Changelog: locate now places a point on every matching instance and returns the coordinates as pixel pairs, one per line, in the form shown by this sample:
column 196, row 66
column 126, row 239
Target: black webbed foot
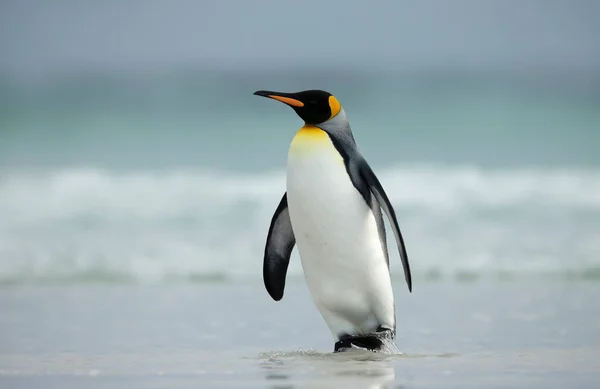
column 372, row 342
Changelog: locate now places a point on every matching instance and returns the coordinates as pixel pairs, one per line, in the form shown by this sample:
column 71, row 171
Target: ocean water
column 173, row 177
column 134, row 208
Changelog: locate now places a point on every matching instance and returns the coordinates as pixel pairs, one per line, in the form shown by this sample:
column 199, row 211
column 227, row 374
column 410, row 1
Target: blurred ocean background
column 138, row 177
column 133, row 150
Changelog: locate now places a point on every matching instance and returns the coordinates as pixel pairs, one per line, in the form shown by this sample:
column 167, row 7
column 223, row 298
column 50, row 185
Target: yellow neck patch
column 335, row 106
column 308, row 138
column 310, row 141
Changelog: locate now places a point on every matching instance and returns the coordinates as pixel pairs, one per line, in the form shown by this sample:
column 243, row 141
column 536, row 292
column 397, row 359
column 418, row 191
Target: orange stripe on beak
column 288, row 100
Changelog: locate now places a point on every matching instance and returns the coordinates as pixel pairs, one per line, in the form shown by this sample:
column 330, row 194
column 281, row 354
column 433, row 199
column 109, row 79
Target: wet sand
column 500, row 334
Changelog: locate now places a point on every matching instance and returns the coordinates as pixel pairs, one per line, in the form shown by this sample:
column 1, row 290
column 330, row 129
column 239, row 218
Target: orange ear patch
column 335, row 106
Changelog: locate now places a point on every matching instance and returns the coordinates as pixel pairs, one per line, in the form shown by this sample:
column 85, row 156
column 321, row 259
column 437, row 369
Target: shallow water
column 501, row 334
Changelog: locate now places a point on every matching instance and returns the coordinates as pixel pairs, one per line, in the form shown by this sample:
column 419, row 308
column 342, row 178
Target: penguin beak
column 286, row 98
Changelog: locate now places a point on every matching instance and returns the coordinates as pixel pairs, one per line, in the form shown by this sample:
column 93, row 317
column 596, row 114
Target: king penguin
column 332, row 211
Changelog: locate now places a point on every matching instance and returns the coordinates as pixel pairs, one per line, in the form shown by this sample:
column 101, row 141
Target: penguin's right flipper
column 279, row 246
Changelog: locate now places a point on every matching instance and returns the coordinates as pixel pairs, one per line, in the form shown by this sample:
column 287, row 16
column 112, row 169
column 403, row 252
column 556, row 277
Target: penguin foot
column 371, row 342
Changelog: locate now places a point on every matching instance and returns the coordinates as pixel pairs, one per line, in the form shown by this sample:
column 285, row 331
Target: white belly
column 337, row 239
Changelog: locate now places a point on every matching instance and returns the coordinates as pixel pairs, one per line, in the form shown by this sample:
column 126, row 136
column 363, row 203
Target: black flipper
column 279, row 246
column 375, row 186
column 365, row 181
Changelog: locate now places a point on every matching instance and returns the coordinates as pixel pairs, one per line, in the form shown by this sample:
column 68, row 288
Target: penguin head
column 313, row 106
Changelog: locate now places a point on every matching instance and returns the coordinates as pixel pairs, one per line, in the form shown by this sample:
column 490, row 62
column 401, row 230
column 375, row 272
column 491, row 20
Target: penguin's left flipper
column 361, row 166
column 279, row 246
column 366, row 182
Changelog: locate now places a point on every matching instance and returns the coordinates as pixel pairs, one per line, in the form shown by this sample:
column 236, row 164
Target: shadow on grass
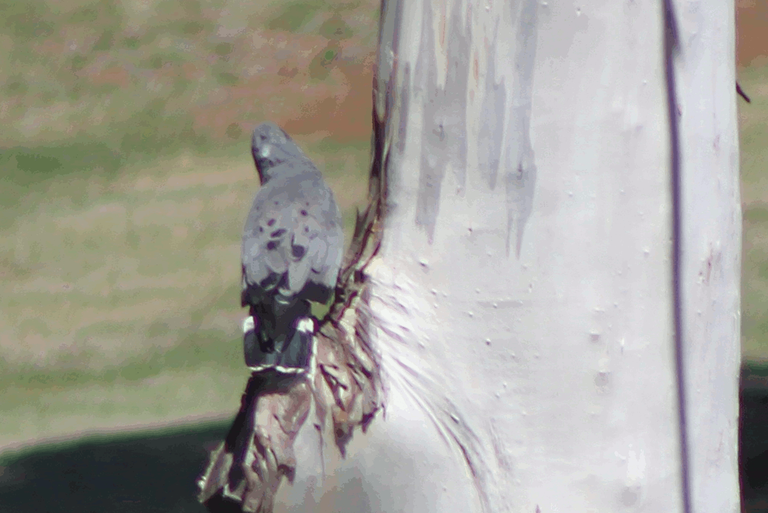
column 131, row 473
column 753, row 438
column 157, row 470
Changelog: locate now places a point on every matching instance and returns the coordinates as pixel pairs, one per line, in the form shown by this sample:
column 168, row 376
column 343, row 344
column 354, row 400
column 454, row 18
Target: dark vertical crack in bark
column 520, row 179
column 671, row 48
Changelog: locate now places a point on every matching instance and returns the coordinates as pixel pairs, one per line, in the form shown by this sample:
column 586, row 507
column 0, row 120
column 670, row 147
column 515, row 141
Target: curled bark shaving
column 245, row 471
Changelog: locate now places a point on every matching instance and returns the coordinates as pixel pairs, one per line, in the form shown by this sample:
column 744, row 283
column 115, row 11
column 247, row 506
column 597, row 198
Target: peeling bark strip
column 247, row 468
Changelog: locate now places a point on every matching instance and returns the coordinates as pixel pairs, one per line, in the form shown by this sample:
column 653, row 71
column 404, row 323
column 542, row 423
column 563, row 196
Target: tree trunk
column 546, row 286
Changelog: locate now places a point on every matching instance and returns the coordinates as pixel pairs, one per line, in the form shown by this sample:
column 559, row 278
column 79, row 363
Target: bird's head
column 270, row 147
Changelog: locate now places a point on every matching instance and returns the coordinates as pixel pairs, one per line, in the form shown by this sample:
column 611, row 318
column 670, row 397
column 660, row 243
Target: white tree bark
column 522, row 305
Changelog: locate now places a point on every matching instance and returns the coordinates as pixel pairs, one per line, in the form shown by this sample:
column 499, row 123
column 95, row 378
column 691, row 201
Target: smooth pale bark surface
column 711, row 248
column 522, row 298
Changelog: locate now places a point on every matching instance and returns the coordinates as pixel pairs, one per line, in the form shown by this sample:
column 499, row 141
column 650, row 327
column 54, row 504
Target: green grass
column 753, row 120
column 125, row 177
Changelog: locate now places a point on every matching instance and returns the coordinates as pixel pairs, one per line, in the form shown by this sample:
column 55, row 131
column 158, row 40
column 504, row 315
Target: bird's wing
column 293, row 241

•••••

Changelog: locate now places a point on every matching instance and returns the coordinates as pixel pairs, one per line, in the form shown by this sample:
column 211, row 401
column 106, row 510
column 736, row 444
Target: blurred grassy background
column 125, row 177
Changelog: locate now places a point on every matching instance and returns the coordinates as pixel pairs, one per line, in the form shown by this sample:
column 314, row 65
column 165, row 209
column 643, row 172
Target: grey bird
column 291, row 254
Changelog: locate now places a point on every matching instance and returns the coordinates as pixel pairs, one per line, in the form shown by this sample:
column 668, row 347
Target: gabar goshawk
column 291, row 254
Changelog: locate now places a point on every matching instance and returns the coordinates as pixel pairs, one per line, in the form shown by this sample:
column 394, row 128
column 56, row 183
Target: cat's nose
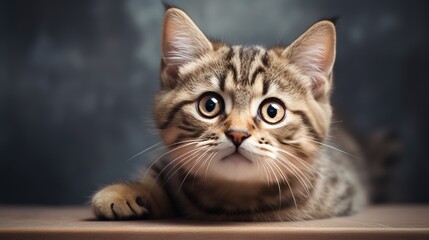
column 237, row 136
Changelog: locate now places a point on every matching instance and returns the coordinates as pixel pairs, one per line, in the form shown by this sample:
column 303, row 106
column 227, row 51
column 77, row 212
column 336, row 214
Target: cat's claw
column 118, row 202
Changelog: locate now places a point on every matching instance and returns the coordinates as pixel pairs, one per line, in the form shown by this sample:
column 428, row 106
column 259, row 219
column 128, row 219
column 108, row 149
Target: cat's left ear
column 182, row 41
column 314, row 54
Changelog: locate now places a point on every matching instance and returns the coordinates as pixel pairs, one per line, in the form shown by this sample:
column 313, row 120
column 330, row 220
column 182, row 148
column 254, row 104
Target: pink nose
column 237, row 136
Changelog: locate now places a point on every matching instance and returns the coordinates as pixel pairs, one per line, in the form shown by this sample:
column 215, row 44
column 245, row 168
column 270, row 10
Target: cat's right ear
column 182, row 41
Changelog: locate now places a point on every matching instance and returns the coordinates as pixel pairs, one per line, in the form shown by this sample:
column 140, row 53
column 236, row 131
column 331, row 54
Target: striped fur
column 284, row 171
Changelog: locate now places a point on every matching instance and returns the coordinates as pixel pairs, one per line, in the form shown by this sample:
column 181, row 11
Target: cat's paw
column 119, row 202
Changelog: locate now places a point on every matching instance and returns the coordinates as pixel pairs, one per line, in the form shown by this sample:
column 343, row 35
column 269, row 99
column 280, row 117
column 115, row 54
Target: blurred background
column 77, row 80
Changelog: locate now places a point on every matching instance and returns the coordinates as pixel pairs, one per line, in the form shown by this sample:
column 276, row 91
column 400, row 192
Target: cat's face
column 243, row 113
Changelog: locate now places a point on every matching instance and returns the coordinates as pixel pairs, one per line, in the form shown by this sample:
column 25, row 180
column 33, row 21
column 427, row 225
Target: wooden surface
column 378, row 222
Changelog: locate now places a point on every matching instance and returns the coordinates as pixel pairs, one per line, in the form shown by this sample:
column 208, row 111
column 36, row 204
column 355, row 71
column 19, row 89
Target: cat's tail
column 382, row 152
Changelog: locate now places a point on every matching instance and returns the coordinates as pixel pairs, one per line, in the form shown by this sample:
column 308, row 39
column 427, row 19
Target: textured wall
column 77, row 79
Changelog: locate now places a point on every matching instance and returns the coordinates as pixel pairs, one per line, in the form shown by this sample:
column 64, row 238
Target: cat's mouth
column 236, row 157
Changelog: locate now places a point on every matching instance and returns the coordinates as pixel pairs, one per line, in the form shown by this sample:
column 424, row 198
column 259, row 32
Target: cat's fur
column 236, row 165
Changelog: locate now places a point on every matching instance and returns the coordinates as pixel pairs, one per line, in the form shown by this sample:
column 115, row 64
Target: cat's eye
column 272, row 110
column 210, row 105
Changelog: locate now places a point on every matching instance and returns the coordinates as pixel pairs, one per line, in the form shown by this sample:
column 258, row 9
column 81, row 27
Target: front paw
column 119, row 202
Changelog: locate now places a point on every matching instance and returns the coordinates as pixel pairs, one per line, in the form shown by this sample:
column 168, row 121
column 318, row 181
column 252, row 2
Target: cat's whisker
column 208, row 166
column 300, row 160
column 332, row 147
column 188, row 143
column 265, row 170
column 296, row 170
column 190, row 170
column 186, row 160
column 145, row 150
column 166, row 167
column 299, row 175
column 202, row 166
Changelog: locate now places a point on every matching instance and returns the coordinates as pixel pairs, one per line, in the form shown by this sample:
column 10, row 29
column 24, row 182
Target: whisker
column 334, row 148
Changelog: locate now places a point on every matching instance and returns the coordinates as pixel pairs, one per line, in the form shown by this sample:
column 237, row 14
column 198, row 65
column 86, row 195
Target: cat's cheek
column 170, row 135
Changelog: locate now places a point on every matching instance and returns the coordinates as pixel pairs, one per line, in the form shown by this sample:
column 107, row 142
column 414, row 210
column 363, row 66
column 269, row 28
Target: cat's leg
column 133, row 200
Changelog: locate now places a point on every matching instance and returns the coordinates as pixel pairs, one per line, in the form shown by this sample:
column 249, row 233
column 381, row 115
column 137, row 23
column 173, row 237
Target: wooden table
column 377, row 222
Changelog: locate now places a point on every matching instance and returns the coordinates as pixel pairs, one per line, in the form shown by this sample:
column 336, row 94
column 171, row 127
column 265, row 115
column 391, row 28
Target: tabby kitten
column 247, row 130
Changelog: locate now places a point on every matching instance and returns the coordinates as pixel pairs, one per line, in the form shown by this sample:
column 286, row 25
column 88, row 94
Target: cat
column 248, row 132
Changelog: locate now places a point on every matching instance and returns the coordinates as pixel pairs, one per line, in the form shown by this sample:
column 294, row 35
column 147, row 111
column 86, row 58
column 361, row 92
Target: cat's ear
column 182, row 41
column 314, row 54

•••••

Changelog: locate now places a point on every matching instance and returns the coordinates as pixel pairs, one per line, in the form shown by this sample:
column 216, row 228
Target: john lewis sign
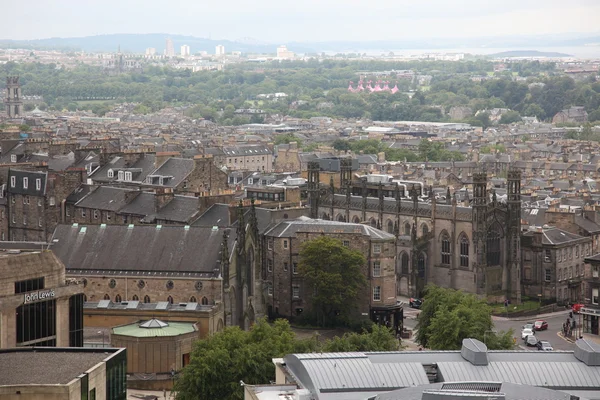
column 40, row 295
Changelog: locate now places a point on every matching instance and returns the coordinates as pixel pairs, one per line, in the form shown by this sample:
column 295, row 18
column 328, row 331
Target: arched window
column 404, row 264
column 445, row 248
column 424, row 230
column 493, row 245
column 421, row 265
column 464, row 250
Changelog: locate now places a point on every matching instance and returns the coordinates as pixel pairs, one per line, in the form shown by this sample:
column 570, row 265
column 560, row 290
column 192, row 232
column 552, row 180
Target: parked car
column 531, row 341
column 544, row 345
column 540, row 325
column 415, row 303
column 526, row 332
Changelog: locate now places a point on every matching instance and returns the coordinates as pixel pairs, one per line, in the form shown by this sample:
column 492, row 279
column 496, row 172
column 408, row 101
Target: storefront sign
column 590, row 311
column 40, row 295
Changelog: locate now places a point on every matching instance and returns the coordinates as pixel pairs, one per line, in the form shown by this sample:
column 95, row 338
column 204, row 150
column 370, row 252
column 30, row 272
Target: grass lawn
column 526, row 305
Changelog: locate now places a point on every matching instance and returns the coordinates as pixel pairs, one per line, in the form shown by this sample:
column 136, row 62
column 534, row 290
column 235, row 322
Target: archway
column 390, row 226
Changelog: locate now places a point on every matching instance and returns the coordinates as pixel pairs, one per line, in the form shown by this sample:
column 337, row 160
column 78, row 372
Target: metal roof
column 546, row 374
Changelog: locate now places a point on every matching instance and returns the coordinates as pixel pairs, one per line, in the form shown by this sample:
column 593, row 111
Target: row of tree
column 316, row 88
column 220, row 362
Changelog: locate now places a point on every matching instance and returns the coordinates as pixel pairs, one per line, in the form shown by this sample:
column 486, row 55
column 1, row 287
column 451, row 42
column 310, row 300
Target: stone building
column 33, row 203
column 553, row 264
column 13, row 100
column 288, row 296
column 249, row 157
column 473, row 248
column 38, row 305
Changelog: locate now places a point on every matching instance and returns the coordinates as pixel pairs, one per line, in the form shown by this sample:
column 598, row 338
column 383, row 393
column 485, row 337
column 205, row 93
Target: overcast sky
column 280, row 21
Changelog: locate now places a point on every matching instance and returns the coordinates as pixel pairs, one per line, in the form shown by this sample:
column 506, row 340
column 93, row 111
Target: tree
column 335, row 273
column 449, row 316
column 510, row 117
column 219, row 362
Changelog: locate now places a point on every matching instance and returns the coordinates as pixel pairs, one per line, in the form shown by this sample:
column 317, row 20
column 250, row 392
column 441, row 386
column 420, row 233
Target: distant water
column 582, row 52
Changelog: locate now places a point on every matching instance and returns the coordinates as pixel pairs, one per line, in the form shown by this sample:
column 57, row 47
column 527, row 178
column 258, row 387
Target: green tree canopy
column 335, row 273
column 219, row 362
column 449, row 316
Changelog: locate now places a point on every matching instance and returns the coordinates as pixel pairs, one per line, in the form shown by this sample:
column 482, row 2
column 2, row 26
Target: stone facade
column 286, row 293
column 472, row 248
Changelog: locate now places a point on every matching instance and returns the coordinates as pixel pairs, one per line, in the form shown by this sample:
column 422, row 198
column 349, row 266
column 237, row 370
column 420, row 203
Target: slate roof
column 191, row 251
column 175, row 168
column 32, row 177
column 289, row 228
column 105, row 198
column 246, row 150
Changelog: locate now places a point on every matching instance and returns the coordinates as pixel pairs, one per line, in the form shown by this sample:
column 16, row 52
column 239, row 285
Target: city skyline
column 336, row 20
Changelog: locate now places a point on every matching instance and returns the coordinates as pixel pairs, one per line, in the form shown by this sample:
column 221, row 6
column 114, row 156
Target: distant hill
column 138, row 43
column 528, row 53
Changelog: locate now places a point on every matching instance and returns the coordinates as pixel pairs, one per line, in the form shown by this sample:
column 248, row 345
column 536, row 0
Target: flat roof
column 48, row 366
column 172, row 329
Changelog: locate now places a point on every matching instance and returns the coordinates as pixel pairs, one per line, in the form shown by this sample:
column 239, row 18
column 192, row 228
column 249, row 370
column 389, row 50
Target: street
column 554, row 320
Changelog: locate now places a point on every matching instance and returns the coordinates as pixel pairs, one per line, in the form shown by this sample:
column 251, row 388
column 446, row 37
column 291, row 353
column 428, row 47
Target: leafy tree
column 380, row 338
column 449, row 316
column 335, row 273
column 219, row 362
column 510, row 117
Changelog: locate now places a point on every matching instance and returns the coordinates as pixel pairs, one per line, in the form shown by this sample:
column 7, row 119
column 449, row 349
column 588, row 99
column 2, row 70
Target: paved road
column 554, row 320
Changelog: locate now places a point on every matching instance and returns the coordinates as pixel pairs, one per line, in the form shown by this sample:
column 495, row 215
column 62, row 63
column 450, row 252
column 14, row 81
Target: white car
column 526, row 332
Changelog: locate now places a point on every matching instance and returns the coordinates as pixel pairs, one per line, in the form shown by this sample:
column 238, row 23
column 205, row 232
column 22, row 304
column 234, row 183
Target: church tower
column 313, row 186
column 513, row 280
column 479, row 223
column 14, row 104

•••••

Pick out every line in the entries above that contains the word "white" with the same capitalization, and copy each of those lines.

Target: white belly
Target: white tree bark
Target: white car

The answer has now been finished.